REQUIREMENT: Locate every line in the listing below that contains the string "panda", treating case as significant, and copy each of those lines.

** Start MATERIAL FOR THE TASK **

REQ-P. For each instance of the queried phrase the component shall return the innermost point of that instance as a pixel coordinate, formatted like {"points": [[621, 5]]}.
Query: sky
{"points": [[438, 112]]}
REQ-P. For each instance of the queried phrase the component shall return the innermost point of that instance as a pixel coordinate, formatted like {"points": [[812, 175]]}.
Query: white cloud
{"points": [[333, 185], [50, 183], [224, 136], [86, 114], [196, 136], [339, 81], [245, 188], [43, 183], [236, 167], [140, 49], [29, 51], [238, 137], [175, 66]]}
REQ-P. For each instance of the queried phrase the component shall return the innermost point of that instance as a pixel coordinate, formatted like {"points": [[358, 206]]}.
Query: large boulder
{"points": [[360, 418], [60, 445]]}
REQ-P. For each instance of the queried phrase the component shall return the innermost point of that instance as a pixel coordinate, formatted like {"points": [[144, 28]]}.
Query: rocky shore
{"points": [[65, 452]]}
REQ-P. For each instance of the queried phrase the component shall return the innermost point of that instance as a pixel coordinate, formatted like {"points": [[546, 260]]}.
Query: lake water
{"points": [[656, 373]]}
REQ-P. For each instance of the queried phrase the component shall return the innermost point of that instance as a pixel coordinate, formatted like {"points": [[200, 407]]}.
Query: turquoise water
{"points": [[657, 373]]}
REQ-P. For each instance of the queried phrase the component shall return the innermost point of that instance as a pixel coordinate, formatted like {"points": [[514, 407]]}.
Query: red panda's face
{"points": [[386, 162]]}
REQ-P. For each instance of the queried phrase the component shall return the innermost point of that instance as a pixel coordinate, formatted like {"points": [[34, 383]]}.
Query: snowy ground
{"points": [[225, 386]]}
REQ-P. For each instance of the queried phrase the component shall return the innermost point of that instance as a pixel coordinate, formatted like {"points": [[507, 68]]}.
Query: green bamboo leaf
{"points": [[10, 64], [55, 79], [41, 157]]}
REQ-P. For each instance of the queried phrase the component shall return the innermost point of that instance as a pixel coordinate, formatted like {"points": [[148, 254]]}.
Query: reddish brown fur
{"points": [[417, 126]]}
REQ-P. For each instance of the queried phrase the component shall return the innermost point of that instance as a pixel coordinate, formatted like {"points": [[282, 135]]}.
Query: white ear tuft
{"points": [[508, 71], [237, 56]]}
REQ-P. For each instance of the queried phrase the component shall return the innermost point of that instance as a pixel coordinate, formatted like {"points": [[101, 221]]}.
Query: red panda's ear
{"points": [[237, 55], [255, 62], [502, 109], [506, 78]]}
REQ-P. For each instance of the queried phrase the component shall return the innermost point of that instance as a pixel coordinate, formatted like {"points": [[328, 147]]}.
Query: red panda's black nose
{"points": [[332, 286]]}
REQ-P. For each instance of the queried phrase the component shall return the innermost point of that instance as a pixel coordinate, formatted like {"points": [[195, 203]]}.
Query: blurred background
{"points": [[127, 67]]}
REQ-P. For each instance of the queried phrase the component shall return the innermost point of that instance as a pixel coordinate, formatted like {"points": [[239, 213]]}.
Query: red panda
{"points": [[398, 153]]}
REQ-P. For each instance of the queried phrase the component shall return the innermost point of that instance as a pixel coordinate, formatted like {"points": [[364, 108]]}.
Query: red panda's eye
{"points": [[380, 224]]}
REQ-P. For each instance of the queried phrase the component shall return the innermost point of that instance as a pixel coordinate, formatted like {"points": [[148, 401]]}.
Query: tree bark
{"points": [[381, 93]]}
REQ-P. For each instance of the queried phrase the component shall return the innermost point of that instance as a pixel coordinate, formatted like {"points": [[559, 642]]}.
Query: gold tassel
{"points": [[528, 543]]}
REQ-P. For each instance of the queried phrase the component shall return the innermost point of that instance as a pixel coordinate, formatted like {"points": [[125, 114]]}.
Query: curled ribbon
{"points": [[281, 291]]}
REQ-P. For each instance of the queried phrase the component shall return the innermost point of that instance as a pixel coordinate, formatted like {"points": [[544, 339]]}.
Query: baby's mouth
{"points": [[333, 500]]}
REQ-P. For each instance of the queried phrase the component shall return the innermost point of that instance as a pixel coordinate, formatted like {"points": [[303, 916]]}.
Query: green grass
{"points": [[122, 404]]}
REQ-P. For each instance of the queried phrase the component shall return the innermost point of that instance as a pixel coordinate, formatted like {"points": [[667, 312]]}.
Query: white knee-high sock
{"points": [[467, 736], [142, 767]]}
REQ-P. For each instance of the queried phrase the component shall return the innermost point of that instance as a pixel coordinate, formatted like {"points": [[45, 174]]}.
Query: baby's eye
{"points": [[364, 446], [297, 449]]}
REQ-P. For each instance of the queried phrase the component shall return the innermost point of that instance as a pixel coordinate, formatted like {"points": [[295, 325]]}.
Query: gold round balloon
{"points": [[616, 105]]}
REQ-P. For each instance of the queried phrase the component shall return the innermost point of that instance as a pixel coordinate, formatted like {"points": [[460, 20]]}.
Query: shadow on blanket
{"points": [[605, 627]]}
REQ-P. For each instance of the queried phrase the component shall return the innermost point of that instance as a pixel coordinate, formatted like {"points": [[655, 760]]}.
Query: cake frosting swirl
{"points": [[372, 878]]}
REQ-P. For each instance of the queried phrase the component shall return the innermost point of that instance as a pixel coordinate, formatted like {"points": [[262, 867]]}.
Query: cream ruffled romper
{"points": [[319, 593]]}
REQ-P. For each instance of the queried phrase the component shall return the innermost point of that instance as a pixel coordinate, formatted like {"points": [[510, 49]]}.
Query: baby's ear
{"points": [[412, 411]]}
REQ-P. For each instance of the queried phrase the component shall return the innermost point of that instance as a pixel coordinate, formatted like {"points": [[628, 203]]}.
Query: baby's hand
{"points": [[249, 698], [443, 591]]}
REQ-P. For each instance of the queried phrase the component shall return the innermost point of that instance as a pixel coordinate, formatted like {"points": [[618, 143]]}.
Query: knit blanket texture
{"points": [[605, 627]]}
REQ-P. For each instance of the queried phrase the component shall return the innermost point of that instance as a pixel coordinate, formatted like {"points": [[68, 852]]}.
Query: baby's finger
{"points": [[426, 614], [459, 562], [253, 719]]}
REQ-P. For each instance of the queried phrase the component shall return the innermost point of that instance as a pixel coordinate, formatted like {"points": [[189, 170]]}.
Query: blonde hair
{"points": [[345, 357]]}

** End MATERIAL FOR THE TASK **

THE OUTPUT:
Query: red panda's face
Query: red panda's ear
Query: red panda's black nose
Query: red panda
Query: red panda's eye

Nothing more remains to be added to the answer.